## Task instructions
Copy the line containing "sample: [132, 10].", then all lines after it up to and including the final line of the material, exactly and without additions.

### Data excerpts ###

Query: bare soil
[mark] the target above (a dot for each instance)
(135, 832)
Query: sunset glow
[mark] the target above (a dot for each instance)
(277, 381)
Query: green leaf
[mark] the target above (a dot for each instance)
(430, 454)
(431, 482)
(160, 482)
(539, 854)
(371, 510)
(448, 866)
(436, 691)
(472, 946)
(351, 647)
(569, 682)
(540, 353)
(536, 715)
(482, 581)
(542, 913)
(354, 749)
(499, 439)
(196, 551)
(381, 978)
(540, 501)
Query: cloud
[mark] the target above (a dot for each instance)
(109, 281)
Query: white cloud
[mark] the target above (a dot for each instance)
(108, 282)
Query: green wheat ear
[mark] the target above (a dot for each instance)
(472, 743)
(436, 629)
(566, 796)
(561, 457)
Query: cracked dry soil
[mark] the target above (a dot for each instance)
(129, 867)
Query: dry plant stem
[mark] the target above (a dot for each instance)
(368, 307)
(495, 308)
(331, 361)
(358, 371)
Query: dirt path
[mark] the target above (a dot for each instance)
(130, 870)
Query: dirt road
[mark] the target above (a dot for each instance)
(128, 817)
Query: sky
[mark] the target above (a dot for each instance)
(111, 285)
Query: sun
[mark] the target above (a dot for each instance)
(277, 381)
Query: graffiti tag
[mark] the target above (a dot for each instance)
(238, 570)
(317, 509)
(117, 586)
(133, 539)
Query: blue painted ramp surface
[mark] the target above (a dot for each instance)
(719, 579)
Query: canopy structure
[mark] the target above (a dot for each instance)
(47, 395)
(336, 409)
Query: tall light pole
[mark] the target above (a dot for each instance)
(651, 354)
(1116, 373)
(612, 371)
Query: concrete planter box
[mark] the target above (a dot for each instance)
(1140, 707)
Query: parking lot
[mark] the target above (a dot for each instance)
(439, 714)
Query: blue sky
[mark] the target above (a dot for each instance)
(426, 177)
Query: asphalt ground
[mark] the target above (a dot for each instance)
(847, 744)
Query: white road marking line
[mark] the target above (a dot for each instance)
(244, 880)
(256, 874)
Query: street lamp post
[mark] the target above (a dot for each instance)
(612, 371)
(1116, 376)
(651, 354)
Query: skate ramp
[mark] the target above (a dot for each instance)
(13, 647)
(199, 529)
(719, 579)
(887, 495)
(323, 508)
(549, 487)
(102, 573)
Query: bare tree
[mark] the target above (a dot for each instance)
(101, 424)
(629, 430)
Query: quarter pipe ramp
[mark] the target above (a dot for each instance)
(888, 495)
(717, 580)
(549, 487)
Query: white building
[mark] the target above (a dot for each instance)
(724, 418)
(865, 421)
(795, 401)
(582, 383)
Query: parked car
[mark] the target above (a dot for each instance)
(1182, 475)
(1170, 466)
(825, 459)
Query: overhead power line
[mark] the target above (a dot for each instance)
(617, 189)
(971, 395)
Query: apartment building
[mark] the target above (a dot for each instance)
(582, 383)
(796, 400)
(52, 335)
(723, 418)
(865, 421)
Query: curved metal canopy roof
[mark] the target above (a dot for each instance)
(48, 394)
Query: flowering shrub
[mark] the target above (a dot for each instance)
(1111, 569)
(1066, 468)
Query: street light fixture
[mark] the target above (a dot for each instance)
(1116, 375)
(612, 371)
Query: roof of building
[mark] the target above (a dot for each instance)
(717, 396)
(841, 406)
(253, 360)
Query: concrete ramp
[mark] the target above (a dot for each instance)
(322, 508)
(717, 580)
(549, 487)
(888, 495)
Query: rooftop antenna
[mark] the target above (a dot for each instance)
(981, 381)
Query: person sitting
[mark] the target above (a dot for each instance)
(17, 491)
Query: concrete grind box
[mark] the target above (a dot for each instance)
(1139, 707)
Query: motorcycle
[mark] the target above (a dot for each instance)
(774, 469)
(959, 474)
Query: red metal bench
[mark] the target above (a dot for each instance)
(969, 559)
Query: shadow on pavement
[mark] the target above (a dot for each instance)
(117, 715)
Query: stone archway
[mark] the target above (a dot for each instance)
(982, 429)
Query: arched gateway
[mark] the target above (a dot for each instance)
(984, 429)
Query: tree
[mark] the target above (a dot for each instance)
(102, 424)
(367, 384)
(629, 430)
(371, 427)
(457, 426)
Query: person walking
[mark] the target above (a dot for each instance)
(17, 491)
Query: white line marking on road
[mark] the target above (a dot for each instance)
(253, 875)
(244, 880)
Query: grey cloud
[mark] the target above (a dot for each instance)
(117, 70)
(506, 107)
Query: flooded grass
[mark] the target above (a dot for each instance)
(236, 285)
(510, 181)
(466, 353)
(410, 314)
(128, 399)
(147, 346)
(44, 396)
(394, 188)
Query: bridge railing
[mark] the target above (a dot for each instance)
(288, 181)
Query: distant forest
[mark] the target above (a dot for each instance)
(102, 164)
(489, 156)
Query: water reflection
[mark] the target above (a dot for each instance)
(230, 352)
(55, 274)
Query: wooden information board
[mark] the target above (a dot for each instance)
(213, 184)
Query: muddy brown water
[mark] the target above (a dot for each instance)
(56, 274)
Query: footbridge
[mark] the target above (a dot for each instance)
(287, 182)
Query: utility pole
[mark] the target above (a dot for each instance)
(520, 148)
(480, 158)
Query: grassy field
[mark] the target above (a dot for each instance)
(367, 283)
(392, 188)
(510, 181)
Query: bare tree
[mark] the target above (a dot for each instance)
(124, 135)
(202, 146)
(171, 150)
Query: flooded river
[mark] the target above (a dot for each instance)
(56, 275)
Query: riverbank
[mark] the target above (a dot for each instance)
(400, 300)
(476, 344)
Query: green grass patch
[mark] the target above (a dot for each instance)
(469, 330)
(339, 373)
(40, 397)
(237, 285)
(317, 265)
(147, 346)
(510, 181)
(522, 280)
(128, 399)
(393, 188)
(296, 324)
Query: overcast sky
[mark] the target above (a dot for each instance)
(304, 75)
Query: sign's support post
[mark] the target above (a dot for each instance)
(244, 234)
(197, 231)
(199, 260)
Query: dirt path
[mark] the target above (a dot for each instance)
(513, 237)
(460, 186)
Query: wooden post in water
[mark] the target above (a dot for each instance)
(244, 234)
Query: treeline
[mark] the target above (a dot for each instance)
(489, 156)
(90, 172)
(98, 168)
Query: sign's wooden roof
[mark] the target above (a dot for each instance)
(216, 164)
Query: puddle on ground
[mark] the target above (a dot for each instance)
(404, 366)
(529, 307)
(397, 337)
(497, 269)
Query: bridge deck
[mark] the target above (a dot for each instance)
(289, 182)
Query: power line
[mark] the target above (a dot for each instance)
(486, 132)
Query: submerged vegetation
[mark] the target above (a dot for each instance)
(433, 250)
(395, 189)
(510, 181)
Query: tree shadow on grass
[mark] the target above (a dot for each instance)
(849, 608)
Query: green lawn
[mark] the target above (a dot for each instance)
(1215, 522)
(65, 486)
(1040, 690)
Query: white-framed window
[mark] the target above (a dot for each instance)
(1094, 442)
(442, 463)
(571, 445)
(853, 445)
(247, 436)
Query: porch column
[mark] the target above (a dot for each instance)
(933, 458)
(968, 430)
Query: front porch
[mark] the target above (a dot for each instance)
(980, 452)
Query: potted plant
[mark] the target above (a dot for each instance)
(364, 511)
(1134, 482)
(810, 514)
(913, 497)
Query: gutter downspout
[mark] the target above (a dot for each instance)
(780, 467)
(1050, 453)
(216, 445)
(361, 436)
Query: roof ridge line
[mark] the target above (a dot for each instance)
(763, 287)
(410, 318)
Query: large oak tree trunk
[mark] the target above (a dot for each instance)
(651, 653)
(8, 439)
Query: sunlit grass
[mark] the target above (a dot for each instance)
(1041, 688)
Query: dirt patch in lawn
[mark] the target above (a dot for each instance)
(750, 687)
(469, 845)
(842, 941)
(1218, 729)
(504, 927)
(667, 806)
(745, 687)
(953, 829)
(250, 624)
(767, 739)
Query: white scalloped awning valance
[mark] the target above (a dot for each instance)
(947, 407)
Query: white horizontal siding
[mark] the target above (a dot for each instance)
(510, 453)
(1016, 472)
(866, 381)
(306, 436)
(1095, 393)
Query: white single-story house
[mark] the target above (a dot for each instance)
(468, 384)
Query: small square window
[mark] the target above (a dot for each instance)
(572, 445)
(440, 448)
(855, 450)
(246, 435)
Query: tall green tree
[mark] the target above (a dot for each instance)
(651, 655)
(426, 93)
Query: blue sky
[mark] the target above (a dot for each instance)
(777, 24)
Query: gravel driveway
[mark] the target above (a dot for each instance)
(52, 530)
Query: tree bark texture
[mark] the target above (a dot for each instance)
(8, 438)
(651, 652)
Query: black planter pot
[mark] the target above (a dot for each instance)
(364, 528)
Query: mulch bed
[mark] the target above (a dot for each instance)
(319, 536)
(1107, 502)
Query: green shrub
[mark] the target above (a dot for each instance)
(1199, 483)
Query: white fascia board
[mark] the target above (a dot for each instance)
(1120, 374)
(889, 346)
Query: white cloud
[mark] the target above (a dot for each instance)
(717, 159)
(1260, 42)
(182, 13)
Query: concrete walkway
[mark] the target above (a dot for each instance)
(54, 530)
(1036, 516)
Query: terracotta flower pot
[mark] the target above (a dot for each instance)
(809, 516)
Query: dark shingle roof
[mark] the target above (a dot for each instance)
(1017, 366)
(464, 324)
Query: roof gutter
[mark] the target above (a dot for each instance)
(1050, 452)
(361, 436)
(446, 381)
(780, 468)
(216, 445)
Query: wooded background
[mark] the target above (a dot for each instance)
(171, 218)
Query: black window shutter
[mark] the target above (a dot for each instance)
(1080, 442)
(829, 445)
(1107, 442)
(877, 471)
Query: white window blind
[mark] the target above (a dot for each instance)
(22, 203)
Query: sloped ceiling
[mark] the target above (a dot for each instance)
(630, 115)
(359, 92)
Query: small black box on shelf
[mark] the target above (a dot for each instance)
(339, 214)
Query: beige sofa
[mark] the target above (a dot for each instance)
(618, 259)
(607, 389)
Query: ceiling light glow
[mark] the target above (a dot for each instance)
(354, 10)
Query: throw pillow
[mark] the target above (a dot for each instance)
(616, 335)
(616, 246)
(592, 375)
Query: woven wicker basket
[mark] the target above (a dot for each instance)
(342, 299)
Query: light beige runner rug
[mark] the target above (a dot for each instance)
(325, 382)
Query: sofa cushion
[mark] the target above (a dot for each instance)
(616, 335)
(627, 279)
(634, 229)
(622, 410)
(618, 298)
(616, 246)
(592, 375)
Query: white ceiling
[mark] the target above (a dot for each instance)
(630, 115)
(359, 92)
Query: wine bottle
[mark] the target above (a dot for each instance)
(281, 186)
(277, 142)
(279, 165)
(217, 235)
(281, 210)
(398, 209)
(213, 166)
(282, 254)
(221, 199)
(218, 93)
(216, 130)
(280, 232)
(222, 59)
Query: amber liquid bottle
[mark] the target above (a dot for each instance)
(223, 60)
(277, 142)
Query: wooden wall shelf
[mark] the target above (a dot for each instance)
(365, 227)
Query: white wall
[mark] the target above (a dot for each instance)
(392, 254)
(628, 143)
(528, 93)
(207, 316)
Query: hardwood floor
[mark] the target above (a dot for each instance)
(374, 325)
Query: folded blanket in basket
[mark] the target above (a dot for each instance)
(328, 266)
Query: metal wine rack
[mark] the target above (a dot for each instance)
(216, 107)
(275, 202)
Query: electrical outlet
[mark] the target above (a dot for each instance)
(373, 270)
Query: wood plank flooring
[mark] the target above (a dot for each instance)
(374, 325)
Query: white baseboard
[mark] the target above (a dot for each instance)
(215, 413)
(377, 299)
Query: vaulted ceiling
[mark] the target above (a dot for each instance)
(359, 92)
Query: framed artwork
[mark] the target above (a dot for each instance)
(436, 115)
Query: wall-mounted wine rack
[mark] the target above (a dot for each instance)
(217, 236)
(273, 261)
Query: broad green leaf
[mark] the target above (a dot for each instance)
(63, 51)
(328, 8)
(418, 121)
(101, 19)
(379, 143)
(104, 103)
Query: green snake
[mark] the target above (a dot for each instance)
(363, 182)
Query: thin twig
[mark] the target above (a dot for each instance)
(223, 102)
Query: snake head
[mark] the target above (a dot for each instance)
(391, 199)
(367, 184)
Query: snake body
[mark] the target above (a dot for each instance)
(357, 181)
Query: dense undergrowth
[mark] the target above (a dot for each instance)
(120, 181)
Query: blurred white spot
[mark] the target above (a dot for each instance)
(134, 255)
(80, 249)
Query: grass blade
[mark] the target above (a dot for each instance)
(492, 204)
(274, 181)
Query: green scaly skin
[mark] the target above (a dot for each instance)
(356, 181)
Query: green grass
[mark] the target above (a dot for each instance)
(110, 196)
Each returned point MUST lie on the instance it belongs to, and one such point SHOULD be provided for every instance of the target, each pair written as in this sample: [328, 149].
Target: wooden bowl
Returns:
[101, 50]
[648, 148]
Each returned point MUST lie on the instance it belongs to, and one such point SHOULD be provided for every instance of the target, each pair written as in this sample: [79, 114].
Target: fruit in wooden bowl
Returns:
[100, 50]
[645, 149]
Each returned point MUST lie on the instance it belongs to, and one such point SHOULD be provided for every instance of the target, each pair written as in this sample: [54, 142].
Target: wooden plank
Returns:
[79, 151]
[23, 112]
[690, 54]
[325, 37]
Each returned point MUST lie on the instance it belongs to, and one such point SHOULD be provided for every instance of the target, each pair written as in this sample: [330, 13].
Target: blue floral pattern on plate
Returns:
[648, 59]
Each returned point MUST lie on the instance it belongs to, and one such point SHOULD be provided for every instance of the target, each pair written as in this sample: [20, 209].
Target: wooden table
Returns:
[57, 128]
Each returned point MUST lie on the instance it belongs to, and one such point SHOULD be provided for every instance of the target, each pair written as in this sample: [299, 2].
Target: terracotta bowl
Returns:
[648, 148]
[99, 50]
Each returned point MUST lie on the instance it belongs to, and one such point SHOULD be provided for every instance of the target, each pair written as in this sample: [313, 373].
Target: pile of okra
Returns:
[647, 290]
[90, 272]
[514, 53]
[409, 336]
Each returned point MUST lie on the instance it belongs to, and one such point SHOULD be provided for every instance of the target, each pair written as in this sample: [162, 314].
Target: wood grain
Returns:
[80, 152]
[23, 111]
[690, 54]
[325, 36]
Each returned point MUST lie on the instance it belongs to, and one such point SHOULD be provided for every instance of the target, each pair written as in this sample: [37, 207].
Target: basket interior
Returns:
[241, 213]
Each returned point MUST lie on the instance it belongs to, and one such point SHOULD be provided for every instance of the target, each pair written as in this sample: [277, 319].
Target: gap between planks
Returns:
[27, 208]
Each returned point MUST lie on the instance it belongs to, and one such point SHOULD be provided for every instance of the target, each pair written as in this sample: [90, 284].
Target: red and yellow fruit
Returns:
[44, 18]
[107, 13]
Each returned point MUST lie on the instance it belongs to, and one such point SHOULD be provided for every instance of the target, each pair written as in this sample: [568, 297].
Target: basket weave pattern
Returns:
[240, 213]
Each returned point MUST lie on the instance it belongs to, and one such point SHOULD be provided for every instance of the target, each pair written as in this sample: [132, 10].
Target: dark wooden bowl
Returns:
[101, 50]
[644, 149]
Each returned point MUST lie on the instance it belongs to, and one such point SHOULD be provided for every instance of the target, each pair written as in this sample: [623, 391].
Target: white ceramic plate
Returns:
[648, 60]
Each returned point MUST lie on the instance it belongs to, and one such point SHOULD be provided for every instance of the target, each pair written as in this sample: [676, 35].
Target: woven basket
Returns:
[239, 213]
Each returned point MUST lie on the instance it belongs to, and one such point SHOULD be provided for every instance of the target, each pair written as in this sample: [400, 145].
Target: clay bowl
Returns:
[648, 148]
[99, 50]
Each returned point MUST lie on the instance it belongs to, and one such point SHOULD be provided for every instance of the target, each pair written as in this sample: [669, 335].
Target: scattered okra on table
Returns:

###

## Output of the task
Each returned point MUST lie on the instance it belongs to, and one such point SHOULD be provided for every instance of the target, each pair written as in this sample: [132, 10].
Target: dark wooden bowl
Returns:
[101, 50]
[644, 149]
Each returned point MUST lie on the instance it belongs to, and one such point SHOULD be provided for every instance of the target, each pair written as in this sample: [623, 391].
Target: white ceramic plate
Returns:
[648, 60]
Each returned point MUST lie on the instance it belongs to, and one such point SHOULD be provided for every instance of the target, each pair written as in this sample: [676, 35].
Target: woven basket
Returns:
[239, 213]
Each returned point MUST lie on the instance it belongs to, and one such point SHOULD be provided for every instance of the target, each pair written as in this sample: [400, 145].
Target: clay bowl
Returns:
[648, 148]
[99, 50]
Each returned point MUST lie on the instance it belongs to, and one such point SHOULD be provided for every instance of the target, each pair written as in this sample: [669, 335].
Target: scattered okra on table
Returns:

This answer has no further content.